SUPPLIED RECORDS
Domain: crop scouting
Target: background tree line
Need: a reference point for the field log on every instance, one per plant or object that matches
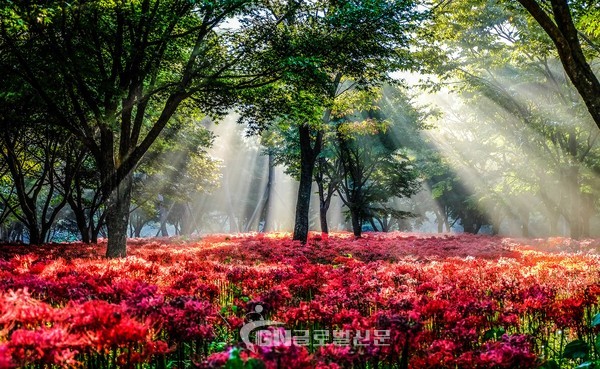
(104, 112)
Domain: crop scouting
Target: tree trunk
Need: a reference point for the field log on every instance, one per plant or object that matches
(117, 216)
(308, 158)
(561, 29)
(35, 238)
(356, 223)
(162, 211)
(323, 208)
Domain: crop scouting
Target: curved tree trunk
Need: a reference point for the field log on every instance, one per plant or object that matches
(117, 216)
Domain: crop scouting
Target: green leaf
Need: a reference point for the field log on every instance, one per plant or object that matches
(596, 320)
(493, 334)
(550, 365)
(253, 363)
(577, 349)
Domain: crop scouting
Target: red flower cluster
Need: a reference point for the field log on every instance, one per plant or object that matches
(443, 302)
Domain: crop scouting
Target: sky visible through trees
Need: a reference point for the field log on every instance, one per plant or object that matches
(159, 118)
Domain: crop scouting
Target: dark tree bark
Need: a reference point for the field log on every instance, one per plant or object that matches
(308, 158)
(117, 210)
(564, 35)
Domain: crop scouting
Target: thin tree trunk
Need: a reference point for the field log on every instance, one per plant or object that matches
(117, 216)
(308, 158)
(356, 223)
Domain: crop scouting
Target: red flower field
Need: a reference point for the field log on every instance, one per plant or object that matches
(384, 301)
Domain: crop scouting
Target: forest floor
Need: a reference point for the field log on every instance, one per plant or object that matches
(392, 300)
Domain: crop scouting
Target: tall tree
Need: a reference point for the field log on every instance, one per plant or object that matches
(335, 46)
(556, 18)
(114, 73)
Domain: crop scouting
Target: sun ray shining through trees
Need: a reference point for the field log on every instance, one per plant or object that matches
(284, 184)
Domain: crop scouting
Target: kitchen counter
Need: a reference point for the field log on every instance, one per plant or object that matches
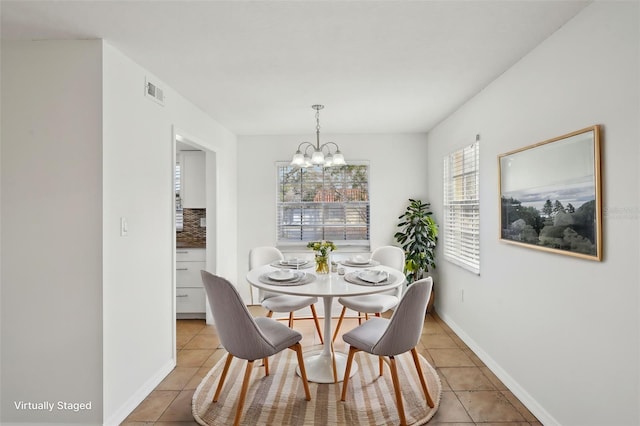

WHAT THIS TASK INVOLVES
Repeat each entry exactly as it appears; skip any picture.

RESULT
Domain: crop scouting
Target: background tree line
Need: a reference point for the field log on every instance, one per plant or object that matches
(104, 112)
Domain: crop scouting
Target: tree trunk
Need: a reference point for the field log on every instance, one per plant or object that matches
(117, 216)
(308, 158)
(561, 29)
(35, 238)
(356, 223)
(162, 211)
(323, 208)
Domain: crop scouting
Target: curved tree trunk
Need: a reference point for the field log on every instance, one per plant or object that matches
(117, 216)
Domain: crop scouting
Target: green leaf
Need: a reference point for the field log on every instance, one per plant or object that matches
(596, 320)
(493, 334)
(550, 365)
(253, 363)
(577, 349)
Domain: crop scouting
Target: red flower cluster
Need: a reference point for the field log on every instance, one per plant or object that matches
(443, 302)
Domain: crop scouting
Target: sky visible through trees
Need: a reference point for the field log on every instance, one per plant or object that matches
(159, 118)
Domain: crop scouting
Target: dark tree bark
Need: a reference point for the field log on every instance, one per plant or object that matches
(308, 158)
(117, 210)
(564, 35)
Domain: crop scouting
Target: thin tree trunk
Need: a reference point for the field log on every instance, one per plant or object that matches
(117, 216)
(308, 158)
(356, 223)
Domain: crop scouting
Target: red flower field
Need: a reference point for the field log on every instance, one per plant or object that matches
(384, 301)
Domain: crop scouting
Target: forest floor
Need: a reference point for the field log on every instance, one per plant or object that matches
(392, 300)
Domain: crop scouting
Target: tall tree
Need: a reference point for the field log on every instance, one per plant or object that matches
(335, 46)
(556, 18)
(114, 73)
Domain: crop scouting
Target: sun ray shining through trees
Need: a reference point for the field log on every instance, one per plant or object that matches
(284, 184)
Domain: crop scouting
Target: kitchen counter
Need: a reference point for the field log on every instance, one per plant or object that matches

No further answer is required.